TUGAS LATIHAN -
1. Menurut cuplikan dokumen tentang gajah hutan di Gabon, dua hal apa yang membuat gajah hutan Afrika menjadi spesies terancam punah?
2. Tentukan apakah setiap pernyataan berikut sesuai dengan cuplikan dokumen tentang gajah hutan di Gabon. Jawab ya atau tidak, lalu kutip kata-kata dari teks yang menjadi dasarnya.
(a) Gajah hutan lebih mudah dihitung daripada gajah sabana.
(b) Emma Stokes menjabat sebagai direktur regional WCS Afrika.
(c) Hutan lebat di Gabon disebut sebagai benteng terakhir populasi gajah yang hidup di hutan.
3. Lanjutkan tulisan tentang gajah hutan di Gabon, mulai setelah kalimat terakhirnya.

===== CUPLIKAN DOKUMEN =====

REPUBLIKA.CO.ID, GABON -- Habitat yang hilang dan perburuan membuat gajah hutan Afrika menjadi spesies yang terancam punah. Hutan lebat di Gabon menjadi benteng terakhir populasi gajah yang hidup di hutan.

Menghitung gajah hutan adalah tantangan yang jauh lebih besar daripada mengamati gajah sabana yang tinggal di dataran terbuka. Dibutuhkan pekerjaan ilmiah yang sulit dan kotor untuk bisa melakukannya.

"Gabon cukup unik, tentunya untuk gajah hutan. Tapi sebenarnya di seluruh Afrika di mana gajah muncul, sangat unik karena ... apa yang kami sebut sebagai habitat gajah potensial cukup banyak mencakup seluruh negara,” kata direktur regional WCS Afrika, Emma Stokes.

===== BLOK DATA =====

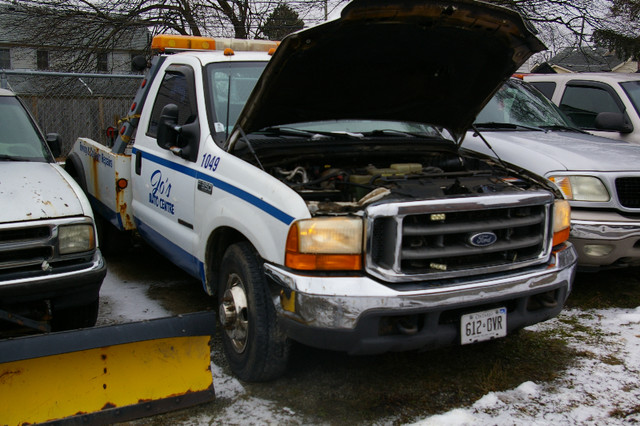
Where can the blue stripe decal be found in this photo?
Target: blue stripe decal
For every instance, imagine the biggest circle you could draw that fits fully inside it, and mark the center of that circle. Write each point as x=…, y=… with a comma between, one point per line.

=====

JAWABAN LATIHAN -
1. Habitat yang hilang dan perburuan.

2.
(a) Tidak: "Menghitung gajah hutan adalah tantangan yang jauh lebih besar daripada mengamati gajah sabana yang tinggal di dataran terbuka."
(b) Ya: "kata direktur regional WCS Afrika, Emma Stokes."
(c) Ya: "Hutan lebat di Gabon menjadi benteng terakhir populasi gajah yang hidup di hutan."

3.
Para peneliti telah melakukan perjalanan selama bertahun-tahun melalui semak belukar yang lebat mengumpulkan kotoran dari gajah hutan Gabon dan menganalisis DNA dari ribuan sampel untuk menentukan jumlah individu gajah di setiap petak lahan yang diperiksa. Sekarang survei oleh Wildlife Conservation Society yang berbasis di New York dan Taman Nasional Gabon, telah menyimpulkan bahwa negara Afrika tengah berpenduduk sekitar 2,3 juta orang itu menampung sekitar 95 ribu gajah hutan. Perkiraan sebelumnya menempatkan populasi 50-60 ribu gajah. Jumlah tersebut sekitar 60 persen dari gajah hutan Afrika yang tersisa di dunia.

Afrika Tengah, menurut Persatuan Internasional untuk Konservasi Alam, memiliki jumlah gajah hutan terbesar di dunia. Meskipun angkanya telah turun lebih dari 86 persen selama periode 31 tahun. Lembaga ini melihat meningkatnya ancaman perburuan dan hilangnya habitat.

Survei baru terbaru di Gabon adalah penilaian berbasis DNA nasional pertama dari mamalia besar yang hidup bebas di Afrika. Teknologi ini juga digunakan untuk menghitung gajah dan harimau di India.

"Kami menemukan gajah tersebar di hampir 90 persen dari total luas permukaan negara. Dan Anda tahu, Gabon memiliki tutupan hutan hingga 88 persen dari negara. Itu sangat tidak biasa," ujar Stokes.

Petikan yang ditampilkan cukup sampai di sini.